Исходный текст

Синематека, которой не хватает Москве: Евгений Гусятинский — о кинопрограмме Garage Screen

28 августа 2020 в 16:40
Фото: Антон Доников
В Москве постепенно возрождается фестивальное движение и культура кинопоказов. По просьбе «Афиши Daily» менеджер специальных проектов Москино Наиля Гольман обсудила с куратором кинопрограммы Garage Screen Евгением Гусятинским актуальность пленочных сеансов, синефильские кинотеатры как место силы и то, как важно сегодня помнить, что было вчера.

— Можно ли определить кураторскую идею Garage Screen в двух словах?

— Мне казалось и по-прежнему кажется важным делать в Москве что‑то, что можно назвать — хоть и очень условно, понятно, — современной синематекой. Где слово «современный» означает кино, которое не только существует в актуальном контексте, но и создает его. Это разговор о настоящем и будущем, который важен для «Гаража» в целом.

Современное искусство занимается будущим — сценариями будущего, теми или иными его версиями, языковыми моделями — художественными, политическими.

Нам важно показывать кино, которое тоже с этим работает.

А что касается синематеки, я думаю, это в принципе катастрофа для всего нашего культурного пространства, что в Москве, в России в целом до сих пор нет институции или хотя бы постоянной платформы, работающей с историей и современностью кино, c его видами, языком, разнообразием, восприятием, оптикой аудитории, c тем, как к кино относится зритель, с пространством и коммуникацией — всегда политическими — между экраном и залом. Я говорю о типе институций, которые есть в Париже, Вене, Амстердаме и других городах.

Записи для обработки
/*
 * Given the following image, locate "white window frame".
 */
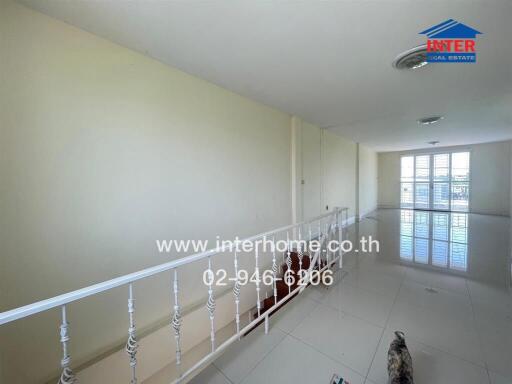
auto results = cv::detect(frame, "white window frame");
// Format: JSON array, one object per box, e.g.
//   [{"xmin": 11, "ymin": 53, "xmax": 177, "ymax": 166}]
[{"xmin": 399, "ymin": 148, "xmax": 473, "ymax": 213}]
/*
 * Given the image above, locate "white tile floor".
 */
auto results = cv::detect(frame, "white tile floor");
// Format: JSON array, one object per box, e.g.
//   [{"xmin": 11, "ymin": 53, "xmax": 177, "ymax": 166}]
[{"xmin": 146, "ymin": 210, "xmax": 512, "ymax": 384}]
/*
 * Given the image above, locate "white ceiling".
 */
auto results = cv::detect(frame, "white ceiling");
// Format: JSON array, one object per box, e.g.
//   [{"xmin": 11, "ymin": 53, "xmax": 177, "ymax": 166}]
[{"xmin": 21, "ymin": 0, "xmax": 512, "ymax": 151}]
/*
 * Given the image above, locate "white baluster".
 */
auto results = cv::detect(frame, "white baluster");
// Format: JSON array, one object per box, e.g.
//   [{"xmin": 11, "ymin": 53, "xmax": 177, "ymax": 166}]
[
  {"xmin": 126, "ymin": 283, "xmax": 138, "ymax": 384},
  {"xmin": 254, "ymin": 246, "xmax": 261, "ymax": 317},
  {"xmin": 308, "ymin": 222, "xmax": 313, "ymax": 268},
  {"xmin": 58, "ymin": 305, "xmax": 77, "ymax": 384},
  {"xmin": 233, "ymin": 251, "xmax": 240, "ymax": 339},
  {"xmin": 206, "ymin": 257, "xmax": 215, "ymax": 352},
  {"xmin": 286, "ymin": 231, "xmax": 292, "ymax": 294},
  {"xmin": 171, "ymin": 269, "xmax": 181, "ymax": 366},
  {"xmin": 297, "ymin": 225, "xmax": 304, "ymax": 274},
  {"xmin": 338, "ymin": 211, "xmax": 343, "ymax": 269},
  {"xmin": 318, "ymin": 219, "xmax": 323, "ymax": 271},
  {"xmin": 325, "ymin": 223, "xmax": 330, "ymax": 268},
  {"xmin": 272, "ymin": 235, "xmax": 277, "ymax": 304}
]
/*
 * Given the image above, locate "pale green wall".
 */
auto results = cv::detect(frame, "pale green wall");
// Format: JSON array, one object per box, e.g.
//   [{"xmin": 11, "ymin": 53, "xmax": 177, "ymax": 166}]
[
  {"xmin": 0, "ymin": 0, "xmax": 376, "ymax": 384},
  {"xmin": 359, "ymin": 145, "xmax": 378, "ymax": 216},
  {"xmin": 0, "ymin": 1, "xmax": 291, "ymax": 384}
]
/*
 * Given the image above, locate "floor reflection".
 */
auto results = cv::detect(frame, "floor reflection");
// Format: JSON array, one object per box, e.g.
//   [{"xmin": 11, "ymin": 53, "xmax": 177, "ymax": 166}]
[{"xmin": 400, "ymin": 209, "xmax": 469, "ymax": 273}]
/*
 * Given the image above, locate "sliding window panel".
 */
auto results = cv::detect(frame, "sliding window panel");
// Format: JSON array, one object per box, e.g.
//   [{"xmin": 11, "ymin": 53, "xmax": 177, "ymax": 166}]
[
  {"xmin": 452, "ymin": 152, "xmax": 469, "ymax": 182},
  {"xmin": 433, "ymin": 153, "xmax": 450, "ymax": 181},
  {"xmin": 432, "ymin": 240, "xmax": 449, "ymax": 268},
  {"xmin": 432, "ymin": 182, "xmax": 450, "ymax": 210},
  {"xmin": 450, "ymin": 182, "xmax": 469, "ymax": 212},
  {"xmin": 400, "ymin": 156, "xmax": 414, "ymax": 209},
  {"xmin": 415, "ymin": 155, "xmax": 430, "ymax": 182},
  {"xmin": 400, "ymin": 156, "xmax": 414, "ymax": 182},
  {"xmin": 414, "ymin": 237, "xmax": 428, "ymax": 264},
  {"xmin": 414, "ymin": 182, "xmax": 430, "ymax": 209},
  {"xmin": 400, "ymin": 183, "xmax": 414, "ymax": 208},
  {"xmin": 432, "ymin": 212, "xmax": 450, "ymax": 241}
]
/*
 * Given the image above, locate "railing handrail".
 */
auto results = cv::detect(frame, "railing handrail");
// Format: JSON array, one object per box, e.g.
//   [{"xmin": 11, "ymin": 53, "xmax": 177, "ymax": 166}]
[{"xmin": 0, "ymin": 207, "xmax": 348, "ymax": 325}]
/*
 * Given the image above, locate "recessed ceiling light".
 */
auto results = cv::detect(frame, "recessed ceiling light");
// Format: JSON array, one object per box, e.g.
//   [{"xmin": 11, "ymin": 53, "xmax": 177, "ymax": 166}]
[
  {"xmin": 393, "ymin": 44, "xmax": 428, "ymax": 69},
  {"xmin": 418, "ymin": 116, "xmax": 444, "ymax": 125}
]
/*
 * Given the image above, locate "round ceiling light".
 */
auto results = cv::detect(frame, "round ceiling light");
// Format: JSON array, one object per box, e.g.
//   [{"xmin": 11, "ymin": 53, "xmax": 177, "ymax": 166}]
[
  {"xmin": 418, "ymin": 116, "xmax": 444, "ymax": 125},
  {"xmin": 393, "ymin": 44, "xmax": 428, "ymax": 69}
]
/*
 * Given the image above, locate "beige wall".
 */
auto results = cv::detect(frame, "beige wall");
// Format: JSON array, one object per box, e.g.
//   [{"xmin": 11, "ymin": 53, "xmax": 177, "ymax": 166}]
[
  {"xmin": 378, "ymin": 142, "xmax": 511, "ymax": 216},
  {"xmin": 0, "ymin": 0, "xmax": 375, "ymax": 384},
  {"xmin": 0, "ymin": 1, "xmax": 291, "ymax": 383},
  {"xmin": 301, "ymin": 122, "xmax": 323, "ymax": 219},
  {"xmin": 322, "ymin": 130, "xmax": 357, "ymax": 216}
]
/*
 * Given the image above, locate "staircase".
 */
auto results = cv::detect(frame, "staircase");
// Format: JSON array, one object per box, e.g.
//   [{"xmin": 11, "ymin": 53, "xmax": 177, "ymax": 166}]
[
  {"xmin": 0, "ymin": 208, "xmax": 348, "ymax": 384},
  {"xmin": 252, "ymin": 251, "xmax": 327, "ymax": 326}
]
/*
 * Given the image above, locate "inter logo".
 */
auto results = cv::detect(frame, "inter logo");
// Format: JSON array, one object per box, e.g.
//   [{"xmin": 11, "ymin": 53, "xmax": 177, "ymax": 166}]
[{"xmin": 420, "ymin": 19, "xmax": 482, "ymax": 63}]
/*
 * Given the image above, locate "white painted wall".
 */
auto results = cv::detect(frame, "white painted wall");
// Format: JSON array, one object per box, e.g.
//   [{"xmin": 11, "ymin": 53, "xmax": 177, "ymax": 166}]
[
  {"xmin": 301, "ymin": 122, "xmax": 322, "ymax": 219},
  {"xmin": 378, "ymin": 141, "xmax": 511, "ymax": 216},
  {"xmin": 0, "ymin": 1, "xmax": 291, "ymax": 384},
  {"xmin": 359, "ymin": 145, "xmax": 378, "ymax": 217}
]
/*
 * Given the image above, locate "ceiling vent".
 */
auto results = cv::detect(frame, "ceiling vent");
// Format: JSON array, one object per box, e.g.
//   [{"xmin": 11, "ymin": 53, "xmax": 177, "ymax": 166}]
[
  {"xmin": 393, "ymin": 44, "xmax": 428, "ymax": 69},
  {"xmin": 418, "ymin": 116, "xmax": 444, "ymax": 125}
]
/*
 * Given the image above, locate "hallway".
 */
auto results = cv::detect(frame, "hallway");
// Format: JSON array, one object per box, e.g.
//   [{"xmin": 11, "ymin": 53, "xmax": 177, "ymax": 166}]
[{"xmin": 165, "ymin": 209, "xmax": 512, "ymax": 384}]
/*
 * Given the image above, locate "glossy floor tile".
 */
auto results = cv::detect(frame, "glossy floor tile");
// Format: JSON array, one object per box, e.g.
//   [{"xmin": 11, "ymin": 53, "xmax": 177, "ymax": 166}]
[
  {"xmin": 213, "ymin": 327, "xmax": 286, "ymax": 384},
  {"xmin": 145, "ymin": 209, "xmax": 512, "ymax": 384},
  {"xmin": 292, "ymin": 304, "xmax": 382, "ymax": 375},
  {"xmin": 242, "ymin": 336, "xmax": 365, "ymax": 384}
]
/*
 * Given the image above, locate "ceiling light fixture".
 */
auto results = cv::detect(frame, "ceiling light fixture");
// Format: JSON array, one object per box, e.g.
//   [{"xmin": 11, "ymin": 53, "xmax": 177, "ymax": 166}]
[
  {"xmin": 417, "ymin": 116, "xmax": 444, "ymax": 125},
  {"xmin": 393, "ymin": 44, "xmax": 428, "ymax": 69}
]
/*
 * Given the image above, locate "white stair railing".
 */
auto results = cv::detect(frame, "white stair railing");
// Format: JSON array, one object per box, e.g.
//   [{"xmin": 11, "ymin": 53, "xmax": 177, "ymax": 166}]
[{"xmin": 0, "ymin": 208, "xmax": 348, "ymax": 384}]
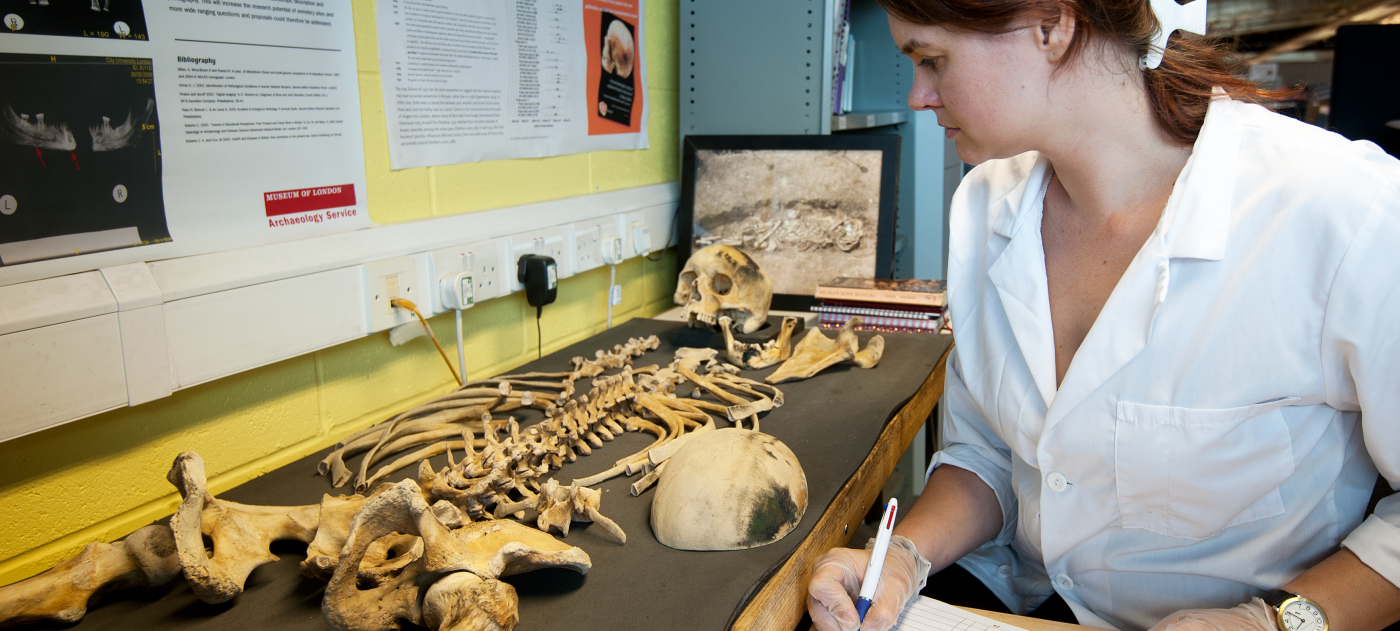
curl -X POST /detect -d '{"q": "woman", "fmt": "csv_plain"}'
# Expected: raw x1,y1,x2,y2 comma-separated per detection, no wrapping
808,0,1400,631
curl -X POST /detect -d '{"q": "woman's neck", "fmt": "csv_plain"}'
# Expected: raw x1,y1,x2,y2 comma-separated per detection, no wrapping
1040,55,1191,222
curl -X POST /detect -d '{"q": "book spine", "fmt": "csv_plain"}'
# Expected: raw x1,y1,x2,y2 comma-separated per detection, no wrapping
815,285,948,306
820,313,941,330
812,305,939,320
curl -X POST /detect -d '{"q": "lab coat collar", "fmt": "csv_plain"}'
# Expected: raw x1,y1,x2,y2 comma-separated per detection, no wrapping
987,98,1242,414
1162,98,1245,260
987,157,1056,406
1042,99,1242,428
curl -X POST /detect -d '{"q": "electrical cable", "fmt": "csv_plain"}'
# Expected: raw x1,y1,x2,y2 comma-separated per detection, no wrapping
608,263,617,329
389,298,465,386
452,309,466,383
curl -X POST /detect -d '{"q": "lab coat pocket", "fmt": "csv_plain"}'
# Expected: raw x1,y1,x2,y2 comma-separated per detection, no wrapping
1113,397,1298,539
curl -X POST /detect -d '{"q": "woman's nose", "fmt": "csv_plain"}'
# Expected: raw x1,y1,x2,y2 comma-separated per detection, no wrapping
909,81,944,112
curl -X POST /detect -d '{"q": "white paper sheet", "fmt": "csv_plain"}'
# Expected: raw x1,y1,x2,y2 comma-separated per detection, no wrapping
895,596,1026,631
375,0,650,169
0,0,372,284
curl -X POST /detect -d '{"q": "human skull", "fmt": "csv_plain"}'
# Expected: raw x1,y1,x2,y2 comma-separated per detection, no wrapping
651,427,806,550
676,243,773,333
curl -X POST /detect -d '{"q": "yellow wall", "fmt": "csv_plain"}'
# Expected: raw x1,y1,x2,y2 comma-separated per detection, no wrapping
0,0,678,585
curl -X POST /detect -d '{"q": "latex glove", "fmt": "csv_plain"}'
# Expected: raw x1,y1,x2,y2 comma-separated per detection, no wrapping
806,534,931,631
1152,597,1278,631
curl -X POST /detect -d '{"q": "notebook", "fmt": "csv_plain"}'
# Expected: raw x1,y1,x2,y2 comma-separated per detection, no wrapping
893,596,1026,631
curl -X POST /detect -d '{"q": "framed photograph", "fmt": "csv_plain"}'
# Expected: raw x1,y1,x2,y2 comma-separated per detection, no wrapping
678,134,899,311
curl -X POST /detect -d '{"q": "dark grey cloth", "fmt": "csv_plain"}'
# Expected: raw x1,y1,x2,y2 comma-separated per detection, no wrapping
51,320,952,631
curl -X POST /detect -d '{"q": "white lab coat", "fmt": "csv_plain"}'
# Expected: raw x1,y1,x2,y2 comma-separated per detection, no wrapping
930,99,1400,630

Задания
a - Выпишите из записей все строки, где встречается слово «coat».
b - Допишите продолжение интервью о кинопрограмме Garage Screen, начиная сразу после его последней фразы.

Ответы по порядку
a -
curl -X POST /detect -d '{"q": "lab coat collar", "fmt": "csv_plain"}'
curl -X POST /detect -d '{"q": "lab coat pocket", "fmt": "csv_plain"}'
curl -X POST /detect -d '{"q": "white lab coat", "fmt": "csv_plain"}'

b -
— Говоря «синематека», ты же имеешь в виду не конкретный фильмофонд какой‑то? Потому что пленочные фонды есть — у Госфильмофонда, у Москино. И их показывают. Ты имеешь в виду какое‑то синефильское место силы?

— Должна быть живая, открытая, динамичная институция, которая поддерживает, развивает, по-новому актуализирует и обогащает не только синефильскую культуру, но в принципе культуру кино как таковую. Мир кино — даже авторского — не сводится к синефилии, которая часто бывает герметичной или чрезмерно нишевой.

— То есть синематека — не как физический архив и физический кинозал, а как смысл. Романтическая институция.

— Символическая. И некоммерческая. Это место занимал в Москве, безусловно, Музей кино Наума Клеймана, которого больше нет ни как физического здания, ни как места памяти.

— Да, он в руинах.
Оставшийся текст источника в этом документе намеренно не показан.